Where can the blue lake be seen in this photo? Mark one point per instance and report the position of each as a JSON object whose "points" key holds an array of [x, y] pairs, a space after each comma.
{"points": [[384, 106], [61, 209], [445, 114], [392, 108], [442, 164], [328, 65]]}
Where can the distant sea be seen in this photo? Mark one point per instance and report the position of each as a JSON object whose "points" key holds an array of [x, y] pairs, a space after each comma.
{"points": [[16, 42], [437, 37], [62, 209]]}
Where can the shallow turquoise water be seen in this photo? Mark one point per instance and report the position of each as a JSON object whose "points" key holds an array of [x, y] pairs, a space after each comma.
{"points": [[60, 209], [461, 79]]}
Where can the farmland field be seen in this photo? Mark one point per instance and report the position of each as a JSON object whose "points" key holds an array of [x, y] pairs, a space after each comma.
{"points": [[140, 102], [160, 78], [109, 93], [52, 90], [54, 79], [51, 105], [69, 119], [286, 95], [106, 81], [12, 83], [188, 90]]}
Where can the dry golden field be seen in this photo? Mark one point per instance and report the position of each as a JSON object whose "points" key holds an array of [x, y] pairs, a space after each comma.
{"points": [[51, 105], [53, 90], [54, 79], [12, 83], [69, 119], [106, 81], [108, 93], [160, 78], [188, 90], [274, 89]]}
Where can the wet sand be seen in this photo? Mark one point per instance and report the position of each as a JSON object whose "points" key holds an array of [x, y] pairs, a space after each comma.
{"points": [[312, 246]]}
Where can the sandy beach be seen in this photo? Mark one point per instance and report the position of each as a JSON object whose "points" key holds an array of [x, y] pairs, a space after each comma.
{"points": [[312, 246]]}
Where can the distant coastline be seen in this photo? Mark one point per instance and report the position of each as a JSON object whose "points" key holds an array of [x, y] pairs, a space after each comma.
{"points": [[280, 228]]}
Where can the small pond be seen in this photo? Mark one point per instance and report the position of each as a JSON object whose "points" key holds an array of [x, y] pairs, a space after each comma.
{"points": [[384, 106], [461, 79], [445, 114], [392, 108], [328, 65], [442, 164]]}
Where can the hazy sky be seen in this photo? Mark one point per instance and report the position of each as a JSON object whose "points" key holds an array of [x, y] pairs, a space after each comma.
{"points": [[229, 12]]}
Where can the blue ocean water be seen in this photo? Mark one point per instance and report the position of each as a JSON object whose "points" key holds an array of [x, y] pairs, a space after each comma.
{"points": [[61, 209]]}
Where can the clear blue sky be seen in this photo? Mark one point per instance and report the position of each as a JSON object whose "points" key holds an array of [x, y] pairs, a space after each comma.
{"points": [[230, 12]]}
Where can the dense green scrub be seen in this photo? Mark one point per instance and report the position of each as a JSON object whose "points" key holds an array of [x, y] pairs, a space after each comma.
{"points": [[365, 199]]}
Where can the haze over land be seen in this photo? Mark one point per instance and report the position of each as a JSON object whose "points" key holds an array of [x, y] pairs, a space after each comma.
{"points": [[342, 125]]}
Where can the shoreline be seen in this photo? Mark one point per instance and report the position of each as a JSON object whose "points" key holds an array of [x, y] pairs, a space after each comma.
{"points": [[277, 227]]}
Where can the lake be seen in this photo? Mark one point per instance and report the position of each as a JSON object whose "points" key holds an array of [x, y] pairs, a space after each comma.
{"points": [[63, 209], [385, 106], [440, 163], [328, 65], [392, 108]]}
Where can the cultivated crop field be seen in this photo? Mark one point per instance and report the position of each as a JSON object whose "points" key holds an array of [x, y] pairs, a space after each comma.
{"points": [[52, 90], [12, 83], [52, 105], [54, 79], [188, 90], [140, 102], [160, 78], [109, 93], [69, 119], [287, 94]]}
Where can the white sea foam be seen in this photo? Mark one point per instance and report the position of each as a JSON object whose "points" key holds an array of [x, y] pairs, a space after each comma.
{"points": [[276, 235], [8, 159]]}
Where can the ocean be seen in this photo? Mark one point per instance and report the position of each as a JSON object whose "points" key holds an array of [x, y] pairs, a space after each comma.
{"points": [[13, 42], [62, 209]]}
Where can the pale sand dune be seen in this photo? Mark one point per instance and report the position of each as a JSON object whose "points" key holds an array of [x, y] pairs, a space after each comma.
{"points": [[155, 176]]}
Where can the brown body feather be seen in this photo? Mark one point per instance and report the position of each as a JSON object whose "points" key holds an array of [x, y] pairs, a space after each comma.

──────

[What is needed] Give back each record, exactly as it reads.

[Result of this task]
Where can the blue lake be seen in this photo? Mark one point per instance and report the position of each as a JSON object whose "points" key holds an array of [x, y] pairs, a space after each comma.
{"points": [[384, 106], [61, 209], [445, 114], [392, 108], [442, 164], [328, 65]]}
Where can the distant sea be seen in this photo? Mark one point per instance and report the position of each as a JSON object whose "points" key holds an array of [x, y] pairs, a space after each comma.
{"points": [[16, 42], [437, 37], [62, 209]]}
Where can the shallow turquoise water be seen in this photo? Mark one point per instance and report the position of each as a JSON object whose "points" key holds an array of [x, y] pairs, a space after each comma.
{"points": [[60, 209], [461, 79]]}
Where can the farmland field be seen in this photo? Mark one point per instance and report the position of each as a JSON object whose "points" key holds an array of [x, y] pairs, a space after each comma.
{"points": [[140, 102], [160, 78], [109, 93], [52, 90], [54, 79], [51, 105], [69, 119], [286, 95], [106, 81], [12, 83], [188, 90]]}
Where can the dry golden field be seen in this photo? Mark one point per instance and report the position of each as a JSON object whose "points" key holds an array of [x, y] pairs, a space after each comma.
{"points": [[51, 105], [53, 90], [54, 79], [12, 83], [69, 119], [106, 81], [108, 93], [160, 78], [188, 90], [274, 89]]}
Where can the wet sand be seen in this photo? Mark one point per instance and report the position of each as a JSON object whose "points" key holds an array of [x, y] pairs, a space after each comma.
{"points": [[312, 246]]}
Where can the sandy beach be seen in this photo? Mark one point per instance and report the position of each as a JSON object whose "points" key holds an array of [x, y] pairs, a space after each comma.
{"points": [[312, 246]]}
Where can the distant coastline be seen in this photo? Mark one point per instance and report the position of each as a JSON object whose "points" key holds an array of [x, y] pairs, a space after each comma.
{"points": [[280, 228]]}
Where can the small pond be seen in this photo? Mark one point per instance and report the position of each as a JSON object whose "points" key holds an array of [x, y] pairs, a space after each comma.
{"points": [[384, 106], [461, 79], [445, 114], [392, 108], [328, 65], [442, 164]]}
Where can the hazy sky be seen in this photo? Mark one point per instance and report the position of each as a JSON object whose "points" key holds an array of [x, y] pairs, a space after each comma.
{"points": [[229, 12]]}
Where can the blue ocean water be seen in this photo? Mark one point per instance and report the position of each as a JSON object whose "points" key holds an array of [x, y] pairs, a space after each comma.
{"points": [[61, 209]]}
Where can the clear blue sky be seen in this photo? Mark one point per instance and report the position of each as a JSON object whose "points" key holds an array of [x, y] pairs, a space after each comma.
{"points": [[230, 12]]}
Where can the dense green scrub be seen in this photo? Mark one point per instance and report the position of each as a JSON object whose "points" key holds an array of [x, y] pairs, a space after each comma.
{"points": [[365, 199]]}
Where can the haze over land be seen in this photo? Mark one point per instance and report the position of each as a JSON object whose "points" key holds an array of [x, y] pairs, a space after each comma.
{"points": [[342, 125]]}
Where can the shoreline be seen in this photo? Mark one point per instance and report the position of each as a JSON object whose "points" key holds an array of [x, y] pairs, a space after each comma.
{"points": [[277, 227]]}
Where can the lake be seen in this photo? Mark one point per instance and report the position of each as a JSON object whose "points" key holds an array of [x, y] pairs, a space after each comma.
{"points": [[63, 209], [385, 106], [440, 163], [328, 65], [392, 108]]}
Where can the cultivated crop field be seen in this photo? Mark one point per instance and report the position of each as a JSON object whose "points" key holds an array of [x, y] pairs, a space after each comma.
{"points": [[52, 90], [12, 83], [52, 105], [54, 79], [188, 90], [140, 102], [160, 78], [109, 93], [69, 119], [287, 94]]}
Where can the white sea foam be seen in this photo? Mark one point per instance and report the position of each as a JSON object whose "points" key holds an array of [x, y] pairs, a space after each comma.
{"points": [[276, 235], [8, 159]]}
Where can the ocean be seen in this photo? Mark one point per instance and report the position of each as a JSON object whose "points" key holds an array of [x, y] pairs, a space after each comma.
{"points": [[13, 42], [62, 209]]}
Where can the pale sand dune be seen in this photo? Mark one point per instance and report the position of each as a JSON object whose "points" key holds an array of [x, y] pairs, a space after each comma.
{"points": [[155, 176]]}
Where can the brown body feather be seen in this photo? Mark one point per instance and report the position of each as a JSON object whose "points" key holds an array of [x, y] pairs, a space after each comma.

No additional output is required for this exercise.